> **Passage cité**
════════════════════
L’agricultrice, membre de la Conférérion Paysanne, s’inquiète aussi de la vente directe à la ferme car les gens ont peur de se déplacer : « les clients ont peur du fait qu’aller chercher du fromage ne passe pas pour de la première nécessité et s’inquiètent donc des contrôles de police ». Emilie Bereyziat note déjà une baisse de la fréquentation mais certains clients fidèles viennent tout de même. Elle a d’ailleurs mis en place un système de "drive" pour éviter trop de contacts et respecter les mesures barrières.
Même constat du côté de Alex Grozellier, éleveur à Blanot à Saône-et-Loire qui ajoute « on risque de jeter nos produits, c'est peut-être le pire : du gaspillage alimentaire au moment où on n'en a pas besoin ».
Tous les maillons sont importants
Au niveau de l’élevage, le lait est collecté et les abattoirs fonctionnent même s’ils tournent au ralenti. Mais il y plusieurs intermédiaires, et il faut que tous les intermédiaires travaillent. Aujourd’hui c’est le cas. En fait, tous les maillons sont importants : « Il faut que ca continue de fonctionner, sinon on va vers de gros soucis. Par exemple si on n’a plus de transporteurs pour le lait, il est perdu car les vaches il faut les traire tous les jours, on n’a pas le choix » explique Fabrice Faivre, le président de la FDSEA 21.
════════════════════
> **Action requise 1**
Résumez le passage cité en deux phrases.
> **Action requise 2**
Relevez toutes les personnes désignées par leur nom dans le passage cité.
> **Action requise 3**
Poursuivez le passage cité sur les difficultés des agriculteurs et éleveurs à partir de sa dernière phrase.
════════════════════
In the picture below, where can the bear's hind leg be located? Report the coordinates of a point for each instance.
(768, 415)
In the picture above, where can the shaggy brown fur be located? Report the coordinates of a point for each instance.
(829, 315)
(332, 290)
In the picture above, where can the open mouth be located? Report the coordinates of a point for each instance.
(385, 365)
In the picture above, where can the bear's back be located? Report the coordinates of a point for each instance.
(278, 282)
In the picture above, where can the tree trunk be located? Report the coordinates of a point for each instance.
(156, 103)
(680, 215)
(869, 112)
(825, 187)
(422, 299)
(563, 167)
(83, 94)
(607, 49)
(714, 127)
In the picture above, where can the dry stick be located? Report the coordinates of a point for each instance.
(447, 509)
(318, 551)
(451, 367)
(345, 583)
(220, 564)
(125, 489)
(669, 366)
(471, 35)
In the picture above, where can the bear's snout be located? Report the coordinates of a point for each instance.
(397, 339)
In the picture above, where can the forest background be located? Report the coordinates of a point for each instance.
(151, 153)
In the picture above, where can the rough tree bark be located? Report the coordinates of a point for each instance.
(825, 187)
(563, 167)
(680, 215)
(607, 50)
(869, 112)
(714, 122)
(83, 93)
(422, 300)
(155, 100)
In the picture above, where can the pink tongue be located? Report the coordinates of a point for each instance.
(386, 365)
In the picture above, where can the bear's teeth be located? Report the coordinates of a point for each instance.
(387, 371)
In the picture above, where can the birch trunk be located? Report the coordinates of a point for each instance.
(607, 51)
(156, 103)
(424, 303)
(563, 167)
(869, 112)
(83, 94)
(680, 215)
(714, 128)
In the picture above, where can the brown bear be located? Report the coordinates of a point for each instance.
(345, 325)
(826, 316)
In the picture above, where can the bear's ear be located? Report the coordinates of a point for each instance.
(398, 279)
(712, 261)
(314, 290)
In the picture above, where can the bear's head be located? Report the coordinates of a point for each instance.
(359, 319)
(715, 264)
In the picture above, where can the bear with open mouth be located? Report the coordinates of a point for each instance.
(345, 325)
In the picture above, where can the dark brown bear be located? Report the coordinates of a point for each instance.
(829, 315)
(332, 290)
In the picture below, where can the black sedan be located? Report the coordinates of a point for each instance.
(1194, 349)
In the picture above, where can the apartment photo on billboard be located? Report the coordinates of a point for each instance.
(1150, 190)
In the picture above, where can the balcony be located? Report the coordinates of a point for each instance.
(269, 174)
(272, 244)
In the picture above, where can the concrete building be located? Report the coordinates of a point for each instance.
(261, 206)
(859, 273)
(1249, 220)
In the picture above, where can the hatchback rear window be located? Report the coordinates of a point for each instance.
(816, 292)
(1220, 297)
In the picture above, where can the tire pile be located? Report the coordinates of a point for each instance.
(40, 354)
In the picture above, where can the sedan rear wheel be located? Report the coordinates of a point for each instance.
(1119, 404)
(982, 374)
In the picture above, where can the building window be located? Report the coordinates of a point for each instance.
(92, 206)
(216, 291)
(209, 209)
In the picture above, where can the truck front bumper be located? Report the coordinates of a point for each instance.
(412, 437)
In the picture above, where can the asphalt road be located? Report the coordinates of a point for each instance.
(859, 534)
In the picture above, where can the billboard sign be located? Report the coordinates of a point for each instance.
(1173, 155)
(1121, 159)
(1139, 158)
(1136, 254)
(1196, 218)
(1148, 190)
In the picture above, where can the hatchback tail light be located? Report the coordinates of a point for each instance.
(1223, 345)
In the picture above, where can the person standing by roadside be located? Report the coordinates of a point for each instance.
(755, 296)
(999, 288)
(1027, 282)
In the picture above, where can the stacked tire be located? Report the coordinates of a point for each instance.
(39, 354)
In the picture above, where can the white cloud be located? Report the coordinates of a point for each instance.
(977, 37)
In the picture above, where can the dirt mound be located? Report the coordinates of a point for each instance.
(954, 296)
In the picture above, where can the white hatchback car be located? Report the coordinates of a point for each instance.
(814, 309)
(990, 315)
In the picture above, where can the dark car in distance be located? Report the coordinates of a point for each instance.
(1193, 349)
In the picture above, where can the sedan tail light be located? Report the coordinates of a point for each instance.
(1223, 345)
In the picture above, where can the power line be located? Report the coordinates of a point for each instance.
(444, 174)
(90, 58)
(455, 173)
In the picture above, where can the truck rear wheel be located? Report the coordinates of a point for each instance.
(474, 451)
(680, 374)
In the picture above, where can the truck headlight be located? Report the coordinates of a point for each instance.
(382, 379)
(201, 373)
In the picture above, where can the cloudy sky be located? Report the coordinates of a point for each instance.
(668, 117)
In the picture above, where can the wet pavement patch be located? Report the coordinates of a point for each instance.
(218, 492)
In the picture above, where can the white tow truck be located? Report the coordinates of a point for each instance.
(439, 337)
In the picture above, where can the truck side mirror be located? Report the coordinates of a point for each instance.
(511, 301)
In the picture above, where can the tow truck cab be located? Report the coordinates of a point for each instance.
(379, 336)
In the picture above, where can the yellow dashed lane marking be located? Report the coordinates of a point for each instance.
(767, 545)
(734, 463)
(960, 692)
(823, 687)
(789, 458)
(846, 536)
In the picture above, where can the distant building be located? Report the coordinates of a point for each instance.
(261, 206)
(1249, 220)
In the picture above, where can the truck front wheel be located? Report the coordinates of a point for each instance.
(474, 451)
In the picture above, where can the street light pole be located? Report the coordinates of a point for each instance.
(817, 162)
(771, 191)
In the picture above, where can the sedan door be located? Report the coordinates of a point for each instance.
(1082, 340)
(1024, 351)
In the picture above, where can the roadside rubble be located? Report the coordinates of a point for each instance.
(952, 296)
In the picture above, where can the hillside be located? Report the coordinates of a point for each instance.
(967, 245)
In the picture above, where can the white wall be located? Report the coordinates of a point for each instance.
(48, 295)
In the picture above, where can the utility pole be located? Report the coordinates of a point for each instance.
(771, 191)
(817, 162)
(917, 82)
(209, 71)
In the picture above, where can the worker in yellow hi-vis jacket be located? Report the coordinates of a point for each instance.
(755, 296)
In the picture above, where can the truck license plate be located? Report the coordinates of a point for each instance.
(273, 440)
════════════════════
> **Résultat obtenu 1**
Emilie Bereyziat, agricultrice, constate une baisse de la fréquentation de sa vente directe à la ferme, car les clients craignent les contrôles de police, et elle a mis en place un système de « drive » pour limiter les contacts. Alex Grozellier redoute de devoir jeter ses produits, tandis que Fabrice Faivre, président de la FDSEA 21, souligne que tous les maillons doivent continuer à fonctionner, notamment les transporteurs de lait, puisque les vaches doivent être traites chaque jour.

> **Résultat obtenu 2**
- Emilie Bereyziat
- Alex Grozellier
- Fabrice Faivre

> **Résultat obtenu 3**
"Si on n’a plus de transporteurs pour le lait, il est perdu" - Fabrice Faivre
En effet, la problématique principale porte sur les perturbations qui touchent les logisticiens et les sociétés de transport. Les salariés de ces entreprises sont placés en chômage partiel pour limiter les déplacements ; dans d’autres cas, les chauffeurs routiers font valoir un droit de retrait pour éviter les risques de contamination liés à leur activité selon le syndicat d’agriculteurs.
Un secteur stratégique
« On est considéré comme un secteur stratégique donc on doit continuer à produire » explique Fabrice Faivre, président de la FDSEA de Côte-d’Or. Pour le céréalier installé à Varanges « ça ne change pas grand-chose dans le quotidien car l’agriculteur travaille souvent seul, comme sur mon tracteur, même si on fait attention à limiter nos déplacements. Les moyens de communications nous permettent, ensuite de garder le contact avec les intermédiaires et les clients mais aussi avec les autres agriculteurs ».
Dans notre région, il n’y a pas de vrai problème de main d’œuvre comme ca peut être le cas dans le sud de la France avec la période de récoltes des fruits et légumes mais les paysans doivent s’adapter. Pour fournir engrais et produits d’entretien, les coopératives se sont organisées en proposant un service minimum qui se restreint pour cette deuxième semaine de confinement. « Pour respecter les règles, ils nous préparent nos commandes et les déposent en libre-service, c’est un peu comme un drive » précise Fabrice Faivre.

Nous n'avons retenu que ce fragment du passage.